**O QUE FAZER**.
Reproduza na íntegra o texto sobre a proibição da reformatio in pejus, sem qualquer alteração.

O recurso estabelece, assim, um limite à actividade jurisdicional, constituído pelos termos e pela medida da condenação do arguido (único) recorrente (cf., v. g., José Manuel Damião da Cunha, O Caso Julgado Parcial - Questão da Culpabilidade e Questão da Sanção num Processo de Estrutura Acusatória, 2002, pp. 240 e segs., 436 e 658 e segs.).
Como se escreve no referido voto de vencido [do conselheiro Henriques Gaspar no acórdão ora recorrido], 'o princípio do processo equitativo (enunciado nos artigos 6.º, n.º 1, da Convenção Europeia dos Direitos do Homem, e 14.º do Pacto Internacional sobre os Direitos Civis e Políticos, e particularmente densificado pela jurisprudência da Tribunal Europeu dos Direitos do Homem) também impõe que a proibição da reformatio in pejus seja avaliada e confrontada neste âmbito de compreensão: a lisura, o equilíbrio, a lealdade tanto da acusação como da defesa, que constituem, ao lado do contraditório, da igualdade de armas e da imparcialidade do tribunal, momentos de referência da noção de processo equitativo, impõem que o arguido, no caso de único recorrente e que usa o recurso como uma das garantias de defesa constitucionalmente reconhecidas, não possa ser, em nenhuma circunstância, surpreendido no processo com a decorrência de uma situação desequilibrante; o recurso, inscrito como meio de defesa, não pode, quando a acusação o não requerer, produzir, sem desconformidade constitucional, um resultado de gravame (neste sentido interpreto a doutrina subjacente à decisão do Tribunal Constitucional nos Acórdãos n.os 499/97 e 498/98)'.

**DADOS FORNECIDOS**.

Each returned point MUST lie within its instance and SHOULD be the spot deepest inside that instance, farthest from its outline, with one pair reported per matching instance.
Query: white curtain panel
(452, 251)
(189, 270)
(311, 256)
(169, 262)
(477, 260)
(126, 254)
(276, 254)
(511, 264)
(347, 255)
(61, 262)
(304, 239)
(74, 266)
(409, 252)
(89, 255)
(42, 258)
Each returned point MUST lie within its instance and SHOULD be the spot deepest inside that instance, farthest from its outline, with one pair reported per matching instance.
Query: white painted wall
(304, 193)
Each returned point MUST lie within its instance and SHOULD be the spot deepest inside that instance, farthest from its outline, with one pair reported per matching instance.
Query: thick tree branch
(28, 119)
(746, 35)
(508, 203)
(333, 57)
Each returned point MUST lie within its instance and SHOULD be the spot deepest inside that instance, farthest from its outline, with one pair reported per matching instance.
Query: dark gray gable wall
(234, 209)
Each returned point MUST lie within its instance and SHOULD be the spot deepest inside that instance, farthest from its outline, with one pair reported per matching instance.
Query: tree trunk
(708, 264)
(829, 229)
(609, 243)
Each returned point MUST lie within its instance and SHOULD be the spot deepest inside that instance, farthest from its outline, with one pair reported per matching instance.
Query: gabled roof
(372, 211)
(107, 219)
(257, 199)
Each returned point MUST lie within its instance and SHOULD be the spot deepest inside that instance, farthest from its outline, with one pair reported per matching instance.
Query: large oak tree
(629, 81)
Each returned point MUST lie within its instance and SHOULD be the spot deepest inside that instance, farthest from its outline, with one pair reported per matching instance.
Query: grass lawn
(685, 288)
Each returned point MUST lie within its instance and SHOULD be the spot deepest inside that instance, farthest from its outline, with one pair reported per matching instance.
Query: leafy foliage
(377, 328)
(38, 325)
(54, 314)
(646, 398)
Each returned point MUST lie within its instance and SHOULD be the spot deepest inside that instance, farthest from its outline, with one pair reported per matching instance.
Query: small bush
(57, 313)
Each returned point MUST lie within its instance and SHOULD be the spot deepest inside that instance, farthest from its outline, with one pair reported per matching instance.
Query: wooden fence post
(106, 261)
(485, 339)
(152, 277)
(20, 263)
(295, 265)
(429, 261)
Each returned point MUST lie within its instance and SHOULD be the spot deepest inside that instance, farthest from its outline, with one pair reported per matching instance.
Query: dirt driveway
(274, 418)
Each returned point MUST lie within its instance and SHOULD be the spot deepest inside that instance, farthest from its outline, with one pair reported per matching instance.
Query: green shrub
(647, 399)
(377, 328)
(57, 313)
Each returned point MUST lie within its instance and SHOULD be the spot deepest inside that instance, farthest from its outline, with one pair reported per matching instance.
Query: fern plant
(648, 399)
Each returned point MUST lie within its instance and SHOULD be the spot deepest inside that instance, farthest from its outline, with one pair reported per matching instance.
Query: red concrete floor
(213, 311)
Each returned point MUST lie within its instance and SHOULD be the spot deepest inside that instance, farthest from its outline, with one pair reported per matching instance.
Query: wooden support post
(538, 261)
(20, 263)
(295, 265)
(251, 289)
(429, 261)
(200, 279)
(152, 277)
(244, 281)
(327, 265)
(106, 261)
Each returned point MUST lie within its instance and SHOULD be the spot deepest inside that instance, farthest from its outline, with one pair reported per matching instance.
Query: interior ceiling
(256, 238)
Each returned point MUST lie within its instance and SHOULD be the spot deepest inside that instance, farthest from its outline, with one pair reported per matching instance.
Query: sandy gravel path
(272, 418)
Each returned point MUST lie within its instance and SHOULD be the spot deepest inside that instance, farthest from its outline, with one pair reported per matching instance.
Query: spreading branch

**RESULTADO FINAL**.
O recurso estabelece, assim, um limite à actividade jurisdicional, constituído pelos termos e pela medida da condenação do arguido (único) recorrente (cf., v. g., José Manuel Damião da Cunha, O Caso Julgado Parcial - Questão da Culpabilidade e Questão da Sanção num Processo de Estrutura Acusatória, 2002, pp. 240 e segs., 436 e 658 e segs.).
Como se escreve no referido voto de vencido [do conselheiro Henriques Gaspar no acórdão ora recorrido], 'o princípio do processo equitativo (enunciado nos artigos 6.º, n.º 1, da Convenção Europeia dos Direitos do Homem, e 14.º do Pacto Internacional sobre os Direitos Civis e Políticos, e particularmente densificado pela jurisprudência da Tribunal Europeu dos Direitos do Homem) também impõe que a proibição da reformatio in pejus seja avaliada e confrontada neste âmbito de compreensão: a lisura, o equilíbrio, a lealdade tanto da acusação como da defesa, que constituem, ao lado do contraditório, da igualdade de armas e da imparcialidade do tribunal, momentos de referência da noção de processo equitativo, impõem que o arguido, no caso de único recorrente e que usa o recurso como uma das garantias de defesa constitucionalmente reconhecidas, não possa ser, em nenhuma circunstância, surpreendido no processo com a decorrência de uma situação desequilibrante; o recurso, inscrito como meio de defesa, não pode, quando a acusação o não requerer, produzir, sem desconformidade constitucional, um resultado de gravame (neste sentido interpreto a doutrina subjacente à decisão do Tribunal Constitucional nos Acórdãos n.os 499/97 e 498/98)'.